> _Work to complete_: Pull out each line of the entries below that contains the string "format", matching its case.

-----

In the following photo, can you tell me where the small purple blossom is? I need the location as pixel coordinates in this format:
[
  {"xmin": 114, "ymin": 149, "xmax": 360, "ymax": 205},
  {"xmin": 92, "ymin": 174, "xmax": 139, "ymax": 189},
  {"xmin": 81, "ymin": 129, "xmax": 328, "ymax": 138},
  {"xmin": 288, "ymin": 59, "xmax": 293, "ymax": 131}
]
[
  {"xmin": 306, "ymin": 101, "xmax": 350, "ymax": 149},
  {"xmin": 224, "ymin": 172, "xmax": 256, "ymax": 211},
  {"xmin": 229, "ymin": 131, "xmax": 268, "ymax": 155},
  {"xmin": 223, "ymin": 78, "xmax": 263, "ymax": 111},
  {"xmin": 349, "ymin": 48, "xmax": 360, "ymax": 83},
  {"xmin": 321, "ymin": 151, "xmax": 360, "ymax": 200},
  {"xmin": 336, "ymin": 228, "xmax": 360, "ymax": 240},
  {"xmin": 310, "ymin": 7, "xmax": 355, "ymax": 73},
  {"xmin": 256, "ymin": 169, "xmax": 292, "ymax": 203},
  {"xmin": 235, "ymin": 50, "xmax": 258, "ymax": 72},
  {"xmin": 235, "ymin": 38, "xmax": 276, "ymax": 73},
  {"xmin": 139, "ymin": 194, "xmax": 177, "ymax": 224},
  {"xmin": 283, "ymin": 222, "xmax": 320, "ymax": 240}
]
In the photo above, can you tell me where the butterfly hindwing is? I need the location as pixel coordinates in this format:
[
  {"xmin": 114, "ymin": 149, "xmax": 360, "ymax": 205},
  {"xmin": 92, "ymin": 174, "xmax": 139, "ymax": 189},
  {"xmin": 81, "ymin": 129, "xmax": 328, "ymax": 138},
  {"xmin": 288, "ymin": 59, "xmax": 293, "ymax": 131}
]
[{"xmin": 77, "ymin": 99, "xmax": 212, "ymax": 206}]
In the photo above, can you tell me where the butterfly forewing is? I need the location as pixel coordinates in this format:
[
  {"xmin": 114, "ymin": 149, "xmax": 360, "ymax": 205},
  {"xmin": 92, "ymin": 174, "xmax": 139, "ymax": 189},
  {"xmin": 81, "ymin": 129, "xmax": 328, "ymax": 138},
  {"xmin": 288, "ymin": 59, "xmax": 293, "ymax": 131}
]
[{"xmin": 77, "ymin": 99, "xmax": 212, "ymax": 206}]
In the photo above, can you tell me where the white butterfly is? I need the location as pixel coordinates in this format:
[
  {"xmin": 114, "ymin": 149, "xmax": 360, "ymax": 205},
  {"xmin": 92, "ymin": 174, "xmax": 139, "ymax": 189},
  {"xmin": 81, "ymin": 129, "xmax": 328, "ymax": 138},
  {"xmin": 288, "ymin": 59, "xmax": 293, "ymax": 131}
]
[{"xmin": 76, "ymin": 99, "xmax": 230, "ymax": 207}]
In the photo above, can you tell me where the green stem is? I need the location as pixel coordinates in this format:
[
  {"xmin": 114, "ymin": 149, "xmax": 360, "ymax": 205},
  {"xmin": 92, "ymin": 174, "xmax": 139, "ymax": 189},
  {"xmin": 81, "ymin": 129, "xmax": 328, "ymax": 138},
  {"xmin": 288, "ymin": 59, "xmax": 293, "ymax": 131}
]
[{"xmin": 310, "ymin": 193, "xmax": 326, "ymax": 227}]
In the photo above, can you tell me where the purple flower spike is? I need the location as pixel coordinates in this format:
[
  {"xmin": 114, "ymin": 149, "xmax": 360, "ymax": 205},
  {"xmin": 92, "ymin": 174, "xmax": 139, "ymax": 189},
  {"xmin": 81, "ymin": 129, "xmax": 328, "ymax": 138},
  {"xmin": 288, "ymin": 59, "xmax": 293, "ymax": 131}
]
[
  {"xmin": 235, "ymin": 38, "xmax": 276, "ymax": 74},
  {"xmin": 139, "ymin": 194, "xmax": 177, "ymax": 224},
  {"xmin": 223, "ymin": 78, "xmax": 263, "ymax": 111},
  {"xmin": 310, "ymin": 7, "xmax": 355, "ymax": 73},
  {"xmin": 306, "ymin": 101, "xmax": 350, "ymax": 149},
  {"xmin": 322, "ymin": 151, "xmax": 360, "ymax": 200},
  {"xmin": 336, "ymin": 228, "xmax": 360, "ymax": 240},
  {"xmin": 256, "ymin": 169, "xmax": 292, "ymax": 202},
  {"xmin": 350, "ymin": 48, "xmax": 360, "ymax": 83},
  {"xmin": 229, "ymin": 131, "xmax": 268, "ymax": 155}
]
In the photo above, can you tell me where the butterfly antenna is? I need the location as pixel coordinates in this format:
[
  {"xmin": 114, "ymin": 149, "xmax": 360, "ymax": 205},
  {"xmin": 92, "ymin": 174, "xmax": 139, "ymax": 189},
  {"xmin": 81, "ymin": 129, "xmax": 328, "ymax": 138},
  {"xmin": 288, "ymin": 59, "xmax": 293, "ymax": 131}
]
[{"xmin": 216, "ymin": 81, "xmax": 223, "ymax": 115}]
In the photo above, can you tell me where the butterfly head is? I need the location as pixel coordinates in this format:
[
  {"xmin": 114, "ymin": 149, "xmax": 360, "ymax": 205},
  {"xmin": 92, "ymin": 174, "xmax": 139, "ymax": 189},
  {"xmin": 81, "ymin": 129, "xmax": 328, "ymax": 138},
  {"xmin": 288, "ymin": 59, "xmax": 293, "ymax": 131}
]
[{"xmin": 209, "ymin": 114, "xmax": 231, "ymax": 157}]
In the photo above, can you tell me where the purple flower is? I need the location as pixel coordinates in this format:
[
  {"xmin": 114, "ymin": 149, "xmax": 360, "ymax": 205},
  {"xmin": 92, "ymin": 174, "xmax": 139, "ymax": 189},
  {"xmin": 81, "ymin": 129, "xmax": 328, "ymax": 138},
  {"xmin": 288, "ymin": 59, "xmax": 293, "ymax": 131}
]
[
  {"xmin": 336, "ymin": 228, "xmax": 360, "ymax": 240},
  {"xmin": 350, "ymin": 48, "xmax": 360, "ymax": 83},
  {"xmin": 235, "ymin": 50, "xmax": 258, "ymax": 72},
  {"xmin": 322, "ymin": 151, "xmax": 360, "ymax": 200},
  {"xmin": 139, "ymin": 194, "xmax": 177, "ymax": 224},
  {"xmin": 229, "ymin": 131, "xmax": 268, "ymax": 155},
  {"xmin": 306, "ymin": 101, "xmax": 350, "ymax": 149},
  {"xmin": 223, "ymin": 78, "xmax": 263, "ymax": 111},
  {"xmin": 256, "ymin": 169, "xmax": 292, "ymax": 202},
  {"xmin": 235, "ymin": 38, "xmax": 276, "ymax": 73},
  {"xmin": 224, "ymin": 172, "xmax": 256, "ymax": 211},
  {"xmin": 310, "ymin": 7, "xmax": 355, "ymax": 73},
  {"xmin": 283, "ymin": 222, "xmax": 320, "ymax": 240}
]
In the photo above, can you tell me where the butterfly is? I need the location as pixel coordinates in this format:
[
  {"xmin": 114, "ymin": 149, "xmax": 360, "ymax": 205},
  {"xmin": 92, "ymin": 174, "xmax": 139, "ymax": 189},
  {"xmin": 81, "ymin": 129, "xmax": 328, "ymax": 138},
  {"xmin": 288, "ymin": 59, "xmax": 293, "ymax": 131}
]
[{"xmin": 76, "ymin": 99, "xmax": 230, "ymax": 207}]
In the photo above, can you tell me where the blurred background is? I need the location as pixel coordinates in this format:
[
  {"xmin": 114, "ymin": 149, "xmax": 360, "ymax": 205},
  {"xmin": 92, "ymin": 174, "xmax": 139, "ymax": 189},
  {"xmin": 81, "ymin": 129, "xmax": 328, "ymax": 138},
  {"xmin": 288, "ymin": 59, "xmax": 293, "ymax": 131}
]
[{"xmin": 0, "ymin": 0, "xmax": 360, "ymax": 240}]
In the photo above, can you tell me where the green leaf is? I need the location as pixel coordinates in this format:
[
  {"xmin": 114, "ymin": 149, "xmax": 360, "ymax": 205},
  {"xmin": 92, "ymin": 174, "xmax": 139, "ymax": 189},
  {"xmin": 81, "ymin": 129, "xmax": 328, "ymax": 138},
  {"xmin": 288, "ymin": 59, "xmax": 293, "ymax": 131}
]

-----

> _Reply_:
In the following photo, can you tell me where the small purple blossom is? I need the location as pixel coordinates in this format:
In the photo above, can you tell me where the butterfly hindwing is? I need the location as pixel coordinates in this format:
In the photo above, can you tell me where the butterfly forewing is? I need the location as pixel coordinates in this format:
In the photo above, can you tell me where the white butterfly is? I need the location as pixel coordinates in this format:
In the photo above, can you tell me where the green stem is? I need the location as pixel coordinates in this format:
In the photo above, can you tell me where the purple flower spike is? I need the location as pixel coordinates in this format:
In the photo above, can you tell me where the butterfly antenna is? I need the location as pixel coordinates in this format:
In the photo above, can you tell me where the butterfly head is? I need the location as pixel coordinates in this format:
In the photo above, can you tell me where the purple flower is? I need the location as pixel coordinates in this format:
In the photo above, can you tell me where the butterfly is? I need the location as pixel coordinates in this format:
In the photo above, can you tell me where the blurred background is? I need the location as pixel coordinates in this format:
In the photo above, can you tell me where the green leaf is? I need the location as pixel coordinates in this format:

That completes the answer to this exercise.